▶ **Okuma Parçası**
==============================

Jeff Halper’ın son kitabı War Against the People
[“Halka Karşı Savaş”], özünde şu bitmek bilmeyen teröre karşı savaşta bizlerin
birer Filistinliye dönüştüğümüzü söylüyor. Filistin meselesi küreselleşti ve
bu, Halper’ın ifadesiyle, İsrail’in “güvenlik tekeli ve güvenlik tekeline
dayalı savaşı”nın bir sonucu. Irak ise söz konusu gelişmenin somut bir
tezahürü. Bu bağlamda Irak’ı yaşanan tarihsel ve günümüze ait olaylar var etti.
İsrailleşme ise yavaş ve istikrarlı bir biçimde Irak’ın Kürd bölgesinde
karşılığını buluyor.
ABD’nin Irak’ı işgal etmesini motive eden şey, İsrail
lobisiydi. İşgal, İsrail’in politik ve bölgesel çıkarlarına uygundu. Zira
İsrail, güvenlik anlayışı ve teröre karşı savaş üzerinde duruyordu. Aynı lobi
İran’la ilişkili olarak da benzer bir askerî çözümü dayattı. Irak’ta ortaya
çıkan sonuçlar, IŞİD, artan güvensizlik ve terör karşısında kimilerini rahatsız
etti.

==============================

▶ **Sağlanan Veriler**
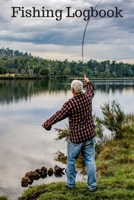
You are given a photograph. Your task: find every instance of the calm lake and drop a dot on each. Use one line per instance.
(24, 106)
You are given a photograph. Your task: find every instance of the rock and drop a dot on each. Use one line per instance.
(35, 175)
(29, 174)
(39, 171)
(50, 171)
(43, 171)
(58, 169)
(25, 181)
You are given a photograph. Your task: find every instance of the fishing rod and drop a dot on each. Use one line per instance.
(84, 33)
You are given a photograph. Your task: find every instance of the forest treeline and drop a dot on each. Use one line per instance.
(14, 61)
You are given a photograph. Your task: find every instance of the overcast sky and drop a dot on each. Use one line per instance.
(106, 38)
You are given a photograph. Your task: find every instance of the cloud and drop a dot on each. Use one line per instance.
(67, 33)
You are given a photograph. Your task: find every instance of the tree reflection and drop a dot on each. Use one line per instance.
(16, 90)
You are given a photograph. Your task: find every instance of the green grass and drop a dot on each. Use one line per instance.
(115, 175)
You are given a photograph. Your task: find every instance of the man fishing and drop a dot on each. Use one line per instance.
(78, 109)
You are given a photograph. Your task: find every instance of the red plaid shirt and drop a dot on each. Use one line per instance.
(78, 109)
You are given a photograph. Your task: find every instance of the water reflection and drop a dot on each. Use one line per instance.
(24, 105)
(17, 90)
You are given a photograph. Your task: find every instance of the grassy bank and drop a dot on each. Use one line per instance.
(115, 173)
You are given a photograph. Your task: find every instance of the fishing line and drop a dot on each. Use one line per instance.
(50, 112)
(84, 33)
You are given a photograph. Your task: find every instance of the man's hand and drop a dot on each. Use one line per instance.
(86, 79)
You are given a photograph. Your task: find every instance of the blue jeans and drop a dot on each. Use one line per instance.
(88, 154)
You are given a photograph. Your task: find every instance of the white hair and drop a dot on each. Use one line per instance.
(77, 86)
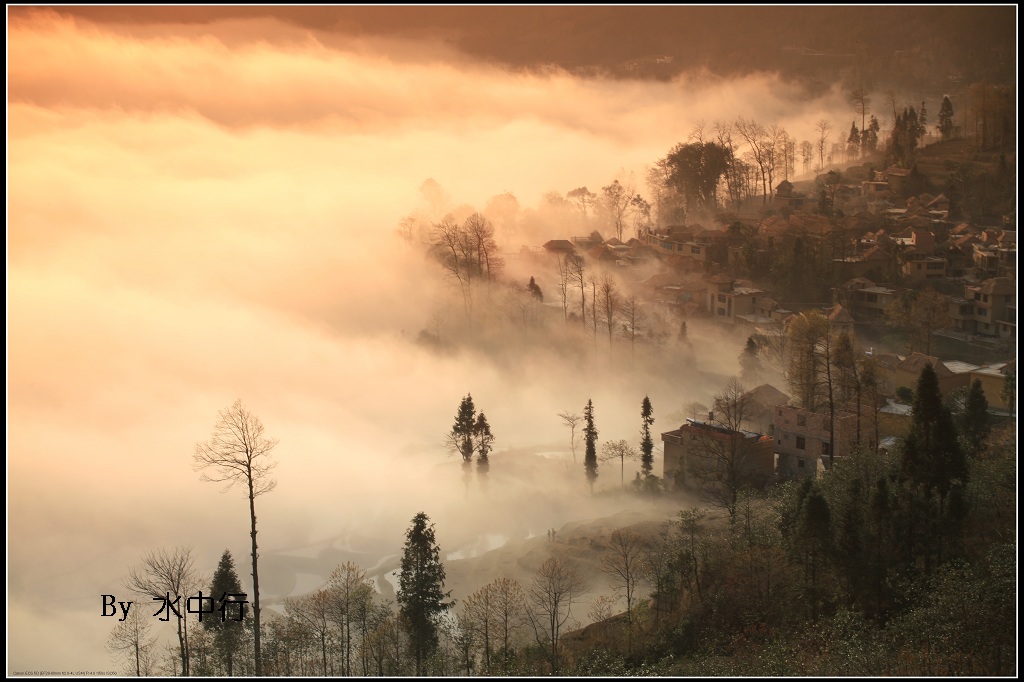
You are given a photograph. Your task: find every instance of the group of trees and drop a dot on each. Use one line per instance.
(614, 450)
(896, 549)
(471, 435)
(468, 252)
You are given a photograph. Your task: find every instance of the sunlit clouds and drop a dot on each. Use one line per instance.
(202, 213)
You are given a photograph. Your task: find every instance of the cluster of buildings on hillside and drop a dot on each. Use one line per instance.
(974, 268)
(793, 442)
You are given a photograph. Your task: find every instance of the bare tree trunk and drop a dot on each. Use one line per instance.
(255, 555)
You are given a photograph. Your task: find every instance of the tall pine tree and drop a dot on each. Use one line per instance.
(484, 442)
(421, 590)
(228, 631)
(590, 437)
(974, 422)
(646, 442)
(935, 468)
(464, 429)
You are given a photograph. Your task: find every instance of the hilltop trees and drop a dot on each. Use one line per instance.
(590, 437)
(468, 252)
(694, 171)
(421, 589)
(239, 453)
(131, 639)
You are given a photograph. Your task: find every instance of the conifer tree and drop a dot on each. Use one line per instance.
(974, 422)
(461, 439)
(421, 590)
(590, 437)
(484, 442)
(646, 442)
(932, 455)
(224, 623)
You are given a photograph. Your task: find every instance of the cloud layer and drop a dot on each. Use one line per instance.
(199, 213)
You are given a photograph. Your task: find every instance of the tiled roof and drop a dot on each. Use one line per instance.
(915, 361)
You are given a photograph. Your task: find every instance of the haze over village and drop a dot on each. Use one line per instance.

==============================

▶ **Çözülecek Alıştırmalar**
- 1) Irak ve İsrail üzerine olan metindeki şu cümleyi İngilizceye çevirin: "Irak ise söz konusu gelişmenin somut bir tezahürü."
- 2) Irak ve İsrail üzerine olan metni kaldığı yerden alıp sürdürün.

▶ **Alıştırma Cevapları**
- 1) Iraq, for its part, is a concrete manifestation of this development.

- 2)
Irak-Suriye İslam Devleti ile İsrail-Suriye Yahudi
Devleti arasında rahatsız edici benzerlikler var. Bu bağlamda Irak’ın Kürd
bölgesi ve Irak Kürdleri 2003 Irak işgali bağlamında ilginç bir konuma sahip
oldular. Kürdlerle İsrailliler arasında doğrudan veya dolaylı işleyen politik
ve ekonomik ilişkiler karşısında aradaki ilişki, güvenlik, işbirliği, eğitim ve
yardım ile bağlantılı. Bu ilişki, Irak Kürdlerinin İsrail’e petrol ihraç
etmeleri, aynı zamanda Netanyahu’nun Kürd devletini desteklemesi ile daha da güçlendi.
Dolayısıyla İsrail adalet bakanının bağımsız Kürd
devleti ile ilgili olarak yaptığı “onlara yardım etme zamanı” açıklaması,
Kürdler ve İsrail arasındaki ilişkilerin resmileştirilmesi süreci olarak
görülmeli. Tabii, İsrail’in haklı olarak Kürdlerin kendi kaderini tayin hakkını
desteklerken, Filistinlilerin kendi kaderini tayin hakkını haksız bir biçimde
inkâr etmesi arasında belirli bir çelişki söz konusu. Bu da Halper’ın başka bir
gelişmeye dönük vurgusunu haklı çıkartıyor. Zamanlama asla tesadüfî değil.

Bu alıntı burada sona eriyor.